*Action item:*
An exact copy of every entry is needed, without any of the pictures.

*Material to process:*
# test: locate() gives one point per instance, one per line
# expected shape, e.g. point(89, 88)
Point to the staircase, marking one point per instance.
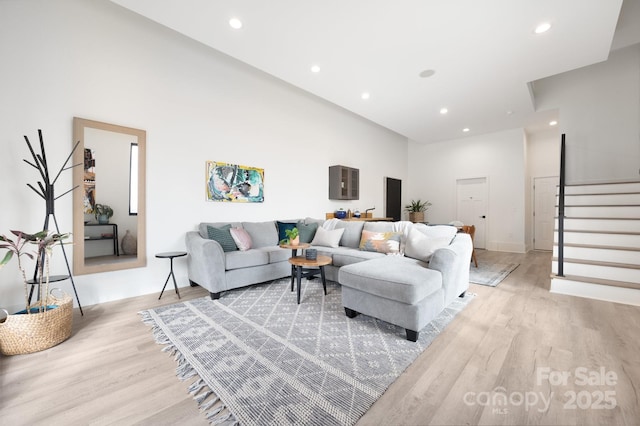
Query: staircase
point(601, 243)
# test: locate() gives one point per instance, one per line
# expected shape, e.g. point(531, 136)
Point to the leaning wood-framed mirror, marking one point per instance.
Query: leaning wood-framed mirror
point(110, 172)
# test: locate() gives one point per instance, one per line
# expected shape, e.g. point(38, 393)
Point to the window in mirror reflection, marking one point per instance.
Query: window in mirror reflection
point(133, 180)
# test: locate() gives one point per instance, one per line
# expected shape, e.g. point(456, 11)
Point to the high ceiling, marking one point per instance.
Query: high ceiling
point(482, 54)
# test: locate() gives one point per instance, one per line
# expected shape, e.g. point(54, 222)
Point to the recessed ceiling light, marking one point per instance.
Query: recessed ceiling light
point(235, 23)
point(427, 73)
point(542, 27)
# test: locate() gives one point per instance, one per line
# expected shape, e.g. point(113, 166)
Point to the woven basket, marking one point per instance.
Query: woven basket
point(27, 333)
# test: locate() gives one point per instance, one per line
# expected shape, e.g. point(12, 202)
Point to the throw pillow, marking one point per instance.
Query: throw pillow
point(420, 246)
point(282, 227)
point(307, 231)
point(241, 238)
point(223, 237)
point(327, 238)
point(381, 242)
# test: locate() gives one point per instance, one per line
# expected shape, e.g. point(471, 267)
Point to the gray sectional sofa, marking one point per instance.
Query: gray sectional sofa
point(399, 272)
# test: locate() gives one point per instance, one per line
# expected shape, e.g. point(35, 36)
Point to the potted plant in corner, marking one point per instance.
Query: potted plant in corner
point(47, 322)
point(416, 210)
point(103, 212)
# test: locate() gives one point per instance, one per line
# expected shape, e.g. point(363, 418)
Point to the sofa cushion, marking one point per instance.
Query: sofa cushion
point(392, 277)
point(352, 231)
point(307, 231)
point(437, 231)
point(380, 226)
point(263, 234)
point(327, 238)
point(245, 259)
point(420, 246)
point(343, 256)
point(276, 254)
point(241, 238)
point(282, 228)
point(223, 237)
point(202, 227)
point(381, 242)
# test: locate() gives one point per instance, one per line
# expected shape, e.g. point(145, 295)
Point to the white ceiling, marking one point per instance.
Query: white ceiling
point(484, 53)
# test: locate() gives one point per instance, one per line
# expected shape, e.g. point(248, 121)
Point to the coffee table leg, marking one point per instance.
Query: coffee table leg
point(299, 276)
point(324, 282)
point(175, 285)
point(165, 285)
point(293, 274)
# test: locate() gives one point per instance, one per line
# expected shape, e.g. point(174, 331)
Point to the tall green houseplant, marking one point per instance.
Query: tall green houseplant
point(416, 210)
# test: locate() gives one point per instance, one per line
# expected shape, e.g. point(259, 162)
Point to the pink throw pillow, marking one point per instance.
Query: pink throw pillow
point(241, 238)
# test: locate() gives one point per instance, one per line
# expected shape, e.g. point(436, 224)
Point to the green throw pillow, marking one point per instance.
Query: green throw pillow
point(307, 231)
point(282, 227)
point(223, 237)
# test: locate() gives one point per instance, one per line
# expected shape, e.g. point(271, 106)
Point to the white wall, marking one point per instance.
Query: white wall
point(95, 60)
point(600, 109)
point(500, 157)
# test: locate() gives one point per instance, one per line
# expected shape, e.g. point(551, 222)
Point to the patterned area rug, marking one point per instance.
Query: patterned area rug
point(490, 275)
point(260, 358)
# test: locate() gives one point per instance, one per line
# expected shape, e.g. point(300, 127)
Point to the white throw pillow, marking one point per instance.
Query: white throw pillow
point(327, 238)
point(241, 238)
point(420, 246)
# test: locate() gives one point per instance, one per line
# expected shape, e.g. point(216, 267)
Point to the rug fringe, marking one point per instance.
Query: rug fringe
point(199, 389)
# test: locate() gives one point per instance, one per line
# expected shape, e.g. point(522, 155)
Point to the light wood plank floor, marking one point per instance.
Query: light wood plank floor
point(515, 340)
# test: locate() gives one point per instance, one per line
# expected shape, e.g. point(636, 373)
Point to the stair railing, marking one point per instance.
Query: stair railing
point(561, 209)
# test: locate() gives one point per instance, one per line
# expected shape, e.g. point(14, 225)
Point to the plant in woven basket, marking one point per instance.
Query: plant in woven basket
point(416, 210)
point(20, 246)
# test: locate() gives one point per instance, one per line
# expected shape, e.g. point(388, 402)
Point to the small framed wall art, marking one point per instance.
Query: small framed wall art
point(234, 183)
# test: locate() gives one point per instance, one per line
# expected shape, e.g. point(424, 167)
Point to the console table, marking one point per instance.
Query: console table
point(114, 236)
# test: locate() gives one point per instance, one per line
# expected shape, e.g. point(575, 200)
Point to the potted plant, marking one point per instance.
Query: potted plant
point(47, 322)
point(416, 210)
point(293, 237)
point(103, 212)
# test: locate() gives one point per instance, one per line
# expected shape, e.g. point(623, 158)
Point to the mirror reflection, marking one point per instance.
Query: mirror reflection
point(108, 206)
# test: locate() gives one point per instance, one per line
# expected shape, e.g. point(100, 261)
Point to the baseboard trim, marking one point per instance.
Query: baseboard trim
point(626, 296)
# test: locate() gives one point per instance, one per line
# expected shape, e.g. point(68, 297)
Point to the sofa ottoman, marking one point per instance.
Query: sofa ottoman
point(396, 289)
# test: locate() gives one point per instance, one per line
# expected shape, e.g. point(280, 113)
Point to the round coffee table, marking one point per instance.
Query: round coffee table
point(307, 268)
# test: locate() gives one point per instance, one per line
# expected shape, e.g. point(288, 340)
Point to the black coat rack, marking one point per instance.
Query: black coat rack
point(46, 191)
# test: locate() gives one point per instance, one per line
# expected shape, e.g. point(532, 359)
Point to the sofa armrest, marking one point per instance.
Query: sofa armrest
point(453, 263)
point(206, 262)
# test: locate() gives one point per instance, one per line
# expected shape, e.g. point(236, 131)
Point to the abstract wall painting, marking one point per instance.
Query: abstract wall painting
point(234, 183)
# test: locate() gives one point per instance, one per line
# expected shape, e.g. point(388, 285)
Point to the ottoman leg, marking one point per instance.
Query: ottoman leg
point(350, 313)
point(412, 336)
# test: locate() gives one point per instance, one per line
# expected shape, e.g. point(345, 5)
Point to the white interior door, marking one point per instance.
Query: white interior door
point(472, 206)
point(544, 209)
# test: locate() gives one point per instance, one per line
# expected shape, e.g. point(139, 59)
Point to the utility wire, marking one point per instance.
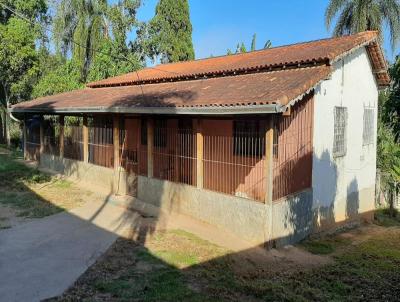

*Result:*
# test: locate() gives one point per instance, one per line
# expected shape, e.g. point(89, 88)
Point to the staircase, marking one point per instance.
Query: staircase
point(601, 243)
# test: locate() gives one point per instance, one per line
# expected shape, e.g. point(531, 136)
Point to the leaning wood-framed mirror, marking one point per instance.
Query: leaning wood-framed mirror
point(110, 172)
# test: locate() gives one point per instance, one per line
# expected shape, e.g. point(38, 393)
Point to the window in mirror reflection, marking one point per instance.
Query: window in mirror reflection
point(133, 180)
# test: locate() gives one point per instance, one per line
# expected shape, e.g. point(456, 11)
Point to the high ceiling, marking one point per instance.
Query: high ceiling
point(482, 54)
# test: locate() gives one point per instance, one per line
# expected shape, e.g. point(54, 222)
Point to the recessed ceiling light, marking one point per instance.
Query: recessed ceiling light
point(235, 23)
point(427, 73)
point(542, 27)
# test: locate() gives one point per instance, one per line
# expected shape, e.g. point(113, 166)
Point to the woven basket, marking one point per instance.
Query: woven basket
point(27, 333)
# test: locate() gives one point per instance, one per line
# expected shape, e.g. point(12, 202)
Point to the throw pillow, marking one point per instance.
Query: throw pillow
point(420, 246)
point(282, 227)
point(307, 231)
point(241, 238)
point(223, 237)
point(327, 238)
point(381, 242)
# test: locate() gives one point per instance, one per line
# expected shape, e.g. point(471, 267)
Point to the gray sectional sofa, marking one point per instance.
Query: gray sectional sofa
point(399, 272)
# test: locate() gives one point per instance, one per line
# expected shape, e.g. point(35, 36)
Point to the potted plant in corner, marking one point per instance.
Query: potted plant in corner
point(47, 322)
point(416, 210)
point(103, 212)
# test: locate() gives one point per instance, one per line
# expected shape, e.g. point(363, 418)
Point to the sofa cushion, marking one point per instance.
Query: sofa cushion
point(392, 277)
point(352, 231)
point(307, 231)
point(437, 231)
point(380, 226)
point(263, 234)
point(327, 238)
point(245, 259)
point(420, 246)
point(343, 256)
point(276, 254)
point(241, 238)
point(282, 228)
point(223, 237)
point(202, 227)
point(381, 242)
# test: locate() gives one point per instance, one per line
# expected shape, e.g. point(145, 295)
Point to the white ceiling, marking one point per instance.
Query: white ceiling
point(484, 53)
# test: locate() gives one point per instance, one per line
# expected shape, e.g. point(248, 121)
Point to the coffee table leg, marking one point per instance.
Query: coffee table leg
point(299, 276)
point(324, 282)
point(175, 285)
point(165, 285)
point(293, 274)
# test: locate() gives one point per instance, one per line
# expected shape, e.g. point(174, 331)
Point to the tall green houseplant, marking one point per instance.
Query: tall green houseplant
point(416, 210)
# test: locate() gives one point per instance, one per line
# expected shape, e.g. point(259, 162)
Point to the pink throw pillow, marking one point per instance.
Query: pink throw pillow
point(241, 238)
# test: locate() gives one point per instance, one per line
# expected shape, e.g. point(436, 224)
Point to the green throw pillow, marking one point per instance.
Query: green throw pillow
point(307, 231)
point(282, 227)
point(223, 237)
# test: locate() gives one point per instance, one per line
# expected shape, e.g. point(271, 106)
Point to the white wall, marking one point per instance.
Query: white wall
point(95, 60)
point(600, 109)
point(500, 157)
# test: locate() gives one point per instance, one per line
# expected shape, e.g. point(551, 222)
Point to the patterned area rug, marking one point per instance.
Query: patterned area rug
point(490, 275)
point(260, 358)
# test: locate() gives one point per instance, one per line
# expected shape, e.g. point(300, 127)
Point to the white throw pillow, marking one point per instance.
Query: white throw pillow
point(327, 238)
point(241, 238)
point(420, 246)
# test: locate() gives one point per instance, one per line
# expected shape, e.g. point(216, 267)
Point to the rug fringe, marking one point per instance.
Query: rug fringe
point(199, 389)
# test: locate() gives one point per instance, one per line
# expected shape, e.g. point(522, 155)
Point to the light wood plank floor, marking one point per instance.
Query: light wood plank floor
point(515, 340)
# test: locate() gives one point per instance, one per line
# expected shape, e.g. point(636, 373)
Point to the stair railing, marking one point per instance.
Query: stair railing
point(561, 209)
# test: locate() gives one point per instance, one per line
# expected shape, e.g. point(14, 225)
Point to the plant in woven basket, marking one point per instance.
Query: plant in woven basket
point(416, 210)
point(20, 246)
# test: locate() gives one point per instance, one per line
# expected shape, e.g. point(388, 402)
Point to the small framed wall art, marking one point per instance.
Query: small framed wall art
point(234, 183)
# test: locate() gives one point per instance, one per line
# expected shape, e.g. point(424, 167)
Point to the console table, marking one point per instance.
Query: console table
point(114, 236)
# test: locate() gives one point per instance, one per line
# expected shape, e.g. point(575, 200)
Point to the potted plant, marking one point per instance.
Query: potted plant
point(47, 322)
point(416, 210)
point(293, 237)
point(103, 212)
# test: locate() gives one point per instance, one per line
# expected shape, e.g. point(623, 158)
Point to the mirror reflection, marking one point per instance.
Query: mirror reflection
point(108, 206)
# test: locate() gives one point per instance, one per line
# expected shape, e.g. point(100, 261)
Point to the baseboard trim, marking one point per instance.
Query: baseboard trim
point(626, 296)
# test: locate() gives one point per instance, one per line
# expected shape, e.g. point(68, 297)
Point to the sofa ottoman, marking one point per instance.
Query: sofa ottoman
point(396, 289)
# test: locate() gives one point per instance, one per line
# expected shape, e.g. point(280, 113)
Point to the round coffee table, marking one point per instance.
Query: round coffee table
point(307, 268)
# test: locate() gives one point per instance, one per line
# expected shape, e.g. point(288, 340)
Point to the black coat rack, marking one point per instance.
Query: black coat rack
point(46, 191)
# test: locate() gives one point per instance, one per line
# expected shape, e.g. point(532, 359)
Point to the sofa armrest, marking one point per instance.
Query: sofa armrest
point(453, 263)
point(206, 262)
# test: locate() gives one point per instance, one per line
# expected shape, e.g. point(236, 131)
Point to the abstract wall painting, marking one point per instance.
Query: abstract wall painting
point(234, 183)
# test: locate() gives one point per instance, one per line
# expected shape, e.g. point(388, 285)
Point to the ottoman leg, marking one point per instance.
Query: ottoman leg
point(350, 313)
point(412, 336)
# test: locate() gives one point per instance, one per line
# expected shape, e.g. point(345, 5)
Point to the white interior door, marking one point per instance.
Query: white interior door
point(472, 206)
point(544, 209)
# test: locate() gives one point per instance, one per line
# expected shape, e.g. point(139, 59)
Point to the utility wire, marking one point per instance.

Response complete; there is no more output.